Extrait proposé:
+ + +

Brièvement dit, la principale vertu de ce texte est la clarté et cette clarté nous permet de distinguer combien les choses fondamentales qui se mettent en place sont simples et aisées à comprendre... A commencer, par exemple, par le commencement, qui est la chute qui nous conduit, nous oblige à rechercher et à constituer un ensemble civilisationnel complètement nouveau, – car cette chute est la conséquence d’une trahison par rapport aux promesses universelles qui nous étaient faites, – la trahison de la modernité.
« La trahison est profonde : la civilisation même qui se proclamait la défenderesse de la dignité humaine la piétine désormais pour maintenir son hégémonie mondiale. »
L’effondrement de la civilisation occidentale signale la fin de l’unipolarité qui, de décadence en décadence, de trahison en trahison, ne tient (ne tenait ?) plus que par la force des armes, le simulacre de la communication et l’oppression de l’économisme. Par contre, le développement de la multipolarité est marqué par l’affirmation culturelle et spirituelle de différentes civilisations qui avaient jusqu’ici été tenues dans les chaînes de la contraintes. Nous passons de l’idéal de puissance à l’idéal de perfection, ce qui nous ramène aux théories (notamment) de Guglielmo Ferrero énoncées durant la Grande Guerre.
Dans le cas qui nous occupe, nous voyons donc ces théories passer au stade de la pratique, entraînant par conséquent des définitions nouvelles,
• celle de l’unipolarité (sans surprise, puisque évidente depuis deux-trois siècles avec des centres de force différents) et de la prééminence des valeurs de puissance, – les armes, l’économisme, la contrainte, le suprémacisme, l’influence faussaire :
• à celle de la multipolarité, selon des critères entièrement nouveau dans cette place qu’ils occupent, d’affirmations civilisationnelles ennemies de toute contrainte, appuyées sur des valeurs traditionnelles de culture et de spiritualité.

+ + +

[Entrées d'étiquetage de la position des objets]
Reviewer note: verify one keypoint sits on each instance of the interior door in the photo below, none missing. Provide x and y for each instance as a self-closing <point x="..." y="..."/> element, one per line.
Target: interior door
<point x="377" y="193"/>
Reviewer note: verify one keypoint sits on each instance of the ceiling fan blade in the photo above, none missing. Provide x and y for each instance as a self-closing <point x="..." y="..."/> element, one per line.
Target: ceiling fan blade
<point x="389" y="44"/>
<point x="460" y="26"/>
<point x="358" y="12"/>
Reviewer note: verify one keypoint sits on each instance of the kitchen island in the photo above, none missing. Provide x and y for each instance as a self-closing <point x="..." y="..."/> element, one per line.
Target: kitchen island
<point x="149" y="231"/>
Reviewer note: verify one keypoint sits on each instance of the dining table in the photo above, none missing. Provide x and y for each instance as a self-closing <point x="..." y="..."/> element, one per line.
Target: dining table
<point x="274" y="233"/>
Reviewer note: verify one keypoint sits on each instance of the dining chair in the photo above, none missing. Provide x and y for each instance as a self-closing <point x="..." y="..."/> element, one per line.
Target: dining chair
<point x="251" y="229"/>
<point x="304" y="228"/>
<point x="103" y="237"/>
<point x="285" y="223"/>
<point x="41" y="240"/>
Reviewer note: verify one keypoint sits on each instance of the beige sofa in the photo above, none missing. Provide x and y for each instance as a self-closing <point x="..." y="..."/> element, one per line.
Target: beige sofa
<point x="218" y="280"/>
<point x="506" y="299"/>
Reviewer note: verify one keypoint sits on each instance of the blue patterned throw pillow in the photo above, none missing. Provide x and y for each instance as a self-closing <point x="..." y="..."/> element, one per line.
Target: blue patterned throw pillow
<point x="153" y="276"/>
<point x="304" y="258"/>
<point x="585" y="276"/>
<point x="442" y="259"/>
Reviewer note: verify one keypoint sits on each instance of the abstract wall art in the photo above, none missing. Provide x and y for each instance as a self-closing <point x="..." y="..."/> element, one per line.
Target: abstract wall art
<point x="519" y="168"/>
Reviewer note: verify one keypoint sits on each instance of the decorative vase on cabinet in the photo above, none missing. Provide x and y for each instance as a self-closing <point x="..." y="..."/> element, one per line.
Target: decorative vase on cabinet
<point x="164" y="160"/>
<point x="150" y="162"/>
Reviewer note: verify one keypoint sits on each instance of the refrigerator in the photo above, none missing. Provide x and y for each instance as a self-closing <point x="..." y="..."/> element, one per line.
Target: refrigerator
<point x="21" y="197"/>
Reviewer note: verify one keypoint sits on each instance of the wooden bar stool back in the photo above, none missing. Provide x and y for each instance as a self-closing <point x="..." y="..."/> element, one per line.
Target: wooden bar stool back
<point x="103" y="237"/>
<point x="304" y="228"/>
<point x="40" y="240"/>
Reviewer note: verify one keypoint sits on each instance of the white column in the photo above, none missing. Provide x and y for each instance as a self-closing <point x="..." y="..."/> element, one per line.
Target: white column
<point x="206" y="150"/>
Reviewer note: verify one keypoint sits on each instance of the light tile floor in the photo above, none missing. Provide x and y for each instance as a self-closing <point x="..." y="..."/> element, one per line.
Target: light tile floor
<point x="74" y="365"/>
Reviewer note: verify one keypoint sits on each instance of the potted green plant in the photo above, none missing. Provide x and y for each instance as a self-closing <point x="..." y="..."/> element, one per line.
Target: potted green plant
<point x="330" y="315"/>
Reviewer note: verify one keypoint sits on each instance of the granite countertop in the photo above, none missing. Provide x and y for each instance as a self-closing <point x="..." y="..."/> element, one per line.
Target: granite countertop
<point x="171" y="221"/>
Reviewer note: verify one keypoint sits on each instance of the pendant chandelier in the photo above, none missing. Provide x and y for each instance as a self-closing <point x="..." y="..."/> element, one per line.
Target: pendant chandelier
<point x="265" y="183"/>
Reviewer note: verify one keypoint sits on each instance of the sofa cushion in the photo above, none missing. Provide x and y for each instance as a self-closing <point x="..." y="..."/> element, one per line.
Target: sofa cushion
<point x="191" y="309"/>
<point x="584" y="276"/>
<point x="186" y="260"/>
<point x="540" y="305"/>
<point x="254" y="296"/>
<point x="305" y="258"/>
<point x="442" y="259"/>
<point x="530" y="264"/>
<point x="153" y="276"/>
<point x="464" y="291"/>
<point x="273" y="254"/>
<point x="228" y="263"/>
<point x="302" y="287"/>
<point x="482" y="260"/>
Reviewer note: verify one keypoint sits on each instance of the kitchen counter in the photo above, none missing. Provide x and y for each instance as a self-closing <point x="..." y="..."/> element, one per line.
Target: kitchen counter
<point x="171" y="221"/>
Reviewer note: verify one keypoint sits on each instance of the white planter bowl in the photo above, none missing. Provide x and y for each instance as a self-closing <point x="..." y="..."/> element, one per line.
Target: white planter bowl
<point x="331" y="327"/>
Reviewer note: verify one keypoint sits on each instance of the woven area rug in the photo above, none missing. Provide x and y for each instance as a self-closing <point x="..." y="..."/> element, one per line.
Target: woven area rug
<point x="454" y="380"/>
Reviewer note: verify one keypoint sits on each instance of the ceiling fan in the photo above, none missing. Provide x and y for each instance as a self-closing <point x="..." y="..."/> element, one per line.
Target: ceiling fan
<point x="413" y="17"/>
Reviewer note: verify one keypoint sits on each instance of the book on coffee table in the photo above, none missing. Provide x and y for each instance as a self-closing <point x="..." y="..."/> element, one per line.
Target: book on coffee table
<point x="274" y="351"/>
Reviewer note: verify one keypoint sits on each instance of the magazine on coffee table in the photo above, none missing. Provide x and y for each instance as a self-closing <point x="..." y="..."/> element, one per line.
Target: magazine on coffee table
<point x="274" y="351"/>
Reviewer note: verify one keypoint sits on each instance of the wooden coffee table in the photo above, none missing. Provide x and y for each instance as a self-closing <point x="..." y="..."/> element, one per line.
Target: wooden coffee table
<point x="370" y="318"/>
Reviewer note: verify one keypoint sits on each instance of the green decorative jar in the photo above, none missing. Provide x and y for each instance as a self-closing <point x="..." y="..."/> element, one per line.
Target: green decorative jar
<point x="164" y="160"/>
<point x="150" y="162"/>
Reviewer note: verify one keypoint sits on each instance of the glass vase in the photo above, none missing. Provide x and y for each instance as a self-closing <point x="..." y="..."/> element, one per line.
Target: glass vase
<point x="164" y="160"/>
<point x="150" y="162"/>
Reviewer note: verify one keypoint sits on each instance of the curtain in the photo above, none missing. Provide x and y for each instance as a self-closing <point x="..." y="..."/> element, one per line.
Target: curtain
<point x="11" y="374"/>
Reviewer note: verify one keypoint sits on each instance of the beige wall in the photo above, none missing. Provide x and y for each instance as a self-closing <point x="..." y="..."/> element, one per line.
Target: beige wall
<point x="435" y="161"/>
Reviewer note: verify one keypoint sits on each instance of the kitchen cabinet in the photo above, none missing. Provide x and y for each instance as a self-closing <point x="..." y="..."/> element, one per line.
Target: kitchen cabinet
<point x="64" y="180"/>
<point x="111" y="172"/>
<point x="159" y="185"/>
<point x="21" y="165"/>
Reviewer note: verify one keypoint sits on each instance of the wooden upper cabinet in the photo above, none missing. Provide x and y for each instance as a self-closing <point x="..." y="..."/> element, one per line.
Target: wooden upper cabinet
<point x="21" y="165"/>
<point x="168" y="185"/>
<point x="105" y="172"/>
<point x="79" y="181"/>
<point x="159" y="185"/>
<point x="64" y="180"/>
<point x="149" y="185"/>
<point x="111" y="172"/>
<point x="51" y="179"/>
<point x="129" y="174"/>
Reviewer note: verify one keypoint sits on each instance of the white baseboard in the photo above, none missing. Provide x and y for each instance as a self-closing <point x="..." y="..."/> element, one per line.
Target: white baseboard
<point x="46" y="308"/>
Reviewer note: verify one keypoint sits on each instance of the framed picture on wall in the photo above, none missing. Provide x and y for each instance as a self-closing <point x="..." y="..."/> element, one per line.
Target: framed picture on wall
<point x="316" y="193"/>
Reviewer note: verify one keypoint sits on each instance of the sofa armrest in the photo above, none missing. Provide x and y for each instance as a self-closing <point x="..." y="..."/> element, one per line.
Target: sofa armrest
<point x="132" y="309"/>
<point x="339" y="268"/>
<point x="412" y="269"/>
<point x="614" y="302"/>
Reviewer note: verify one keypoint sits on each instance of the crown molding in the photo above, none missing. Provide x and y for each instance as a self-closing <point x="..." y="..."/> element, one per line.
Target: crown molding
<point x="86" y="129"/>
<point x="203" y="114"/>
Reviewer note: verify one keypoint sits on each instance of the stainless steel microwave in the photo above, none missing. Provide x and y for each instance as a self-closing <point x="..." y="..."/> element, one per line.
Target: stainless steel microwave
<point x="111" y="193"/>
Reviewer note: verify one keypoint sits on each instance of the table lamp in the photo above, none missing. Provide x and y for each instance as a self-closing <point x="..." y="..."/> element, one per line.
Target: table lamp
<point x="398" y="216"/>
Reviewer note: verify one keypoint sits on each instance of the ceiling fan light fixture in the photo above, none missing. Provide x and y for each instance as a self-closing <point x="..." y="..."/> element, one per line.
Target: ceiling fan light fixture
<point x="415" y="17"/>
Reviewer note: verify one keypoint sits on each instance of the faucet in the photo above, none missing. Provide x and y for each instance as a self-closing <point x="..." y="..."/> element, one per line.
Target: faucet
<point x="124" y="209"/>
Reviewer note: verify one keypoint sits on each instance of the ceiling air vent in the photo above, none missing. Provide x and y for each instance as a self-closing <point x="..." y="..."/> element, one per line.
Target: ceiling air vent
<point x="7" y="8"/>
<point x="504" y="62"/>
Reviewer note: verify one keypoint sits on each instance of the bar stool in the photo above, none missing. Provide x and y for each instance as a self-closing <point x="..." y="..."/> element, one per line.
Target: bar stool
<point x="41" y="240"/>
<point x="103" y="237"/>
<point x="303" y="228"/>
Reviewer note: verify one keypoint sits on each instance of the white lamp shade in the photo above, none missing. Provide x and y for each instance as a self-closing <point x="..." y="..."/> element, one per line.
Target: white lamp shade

+ + +

Travail demandé:
**1)** Dans le texte sur la fin de l'unipolarité, à quelles théories le passage de l'idéal de puissance à l'idéal de perfection nous ramène-t-il ?
**2)** Prolongez le texte sur la fin de l'unipolarité en reprenant le fil juste après sa dernière phrase.

Résultats dans l'ordre:
**1)** Il nous ramène notamment aux théories de Guglielmo Ferrero, énoncées durant la Grande Guerre.

**2)**
• Ce passage est effectivement marqué par la fin d’un monologue de plus en plus balbutiant jusqu’à confiner à la folie comme le sont aujourd’hui les pouvoirs issus de cette unipolarité à un dialogue qui s’établit entre les différentes civilisations ayant retrouvé leur place et leur raison d’être.
« L'effondrement moral du libéralisme marque non seulement un changement politique mais un tournant civilisationnel. [...]
» Dans cette nouvelle ère, l'âge de l'Empire s'estompe. L'âge des civilisations se lève.
» À l'aube de l'âge des civilisations, le dialogue entre les cultures doit remplacer le monologue d'une civilisation qui s'effondre. »
Cette description précise et opérationnelle de la multipolarité était bien entendu déjà présente chez divers penseurs, notamment chez Douguine avec son idée de “nation-civilisation” qui habite sa vision de la multipolarité. La démarche du Chinois Hei Sing Tso, présentant les conceptions antiques de Guiguzi et applaudissant aux conceptions de la multipolarité de Douguine, peut ainsi être résumée :
« La démarche propose une adaptation de certains concepts des traditions anciennes à ce qui peut être conservé et modifié avantageusement dans la modernité. Par rapport aux concepts modernistes mortifères de “polarité numériques” (unipolarité, bipolarité, tripolarité) qui répondent à des rapports de force autour d’une puissance centrale, nécessairement concurrents et donc antagonistes, la multipolarité répond à des valeurs culturelles et civilisationnels qui se constituent d’elles-mêmes, sans affrontements, et qui peuvent échanger par simples et pacifiques relations dans le cadre d'une géopolitique libérée du spectre de la force. »
L’auteur du texte ci-dessous précise encore ces définitions en les appliquant directement à la situation d’affrontement actuel et en ménageant sa véritable place à l’évidence de la tradition. Il s’agit alors bien d’une véritable “résistance civilisationnelle” qui s’est dressée contre le globalisme de l’unipolarité et qui achève de hâter son destin catastrophique.
« En réponse, une vague mondiale de résistance civilisationnelle s'est élevée. Il ne s'agit pas d'un simple nationalisme ; c'est une affirmation plus profonde de modes d'être différents, de façons alternatives de connaître et d'organiser les sociétés. »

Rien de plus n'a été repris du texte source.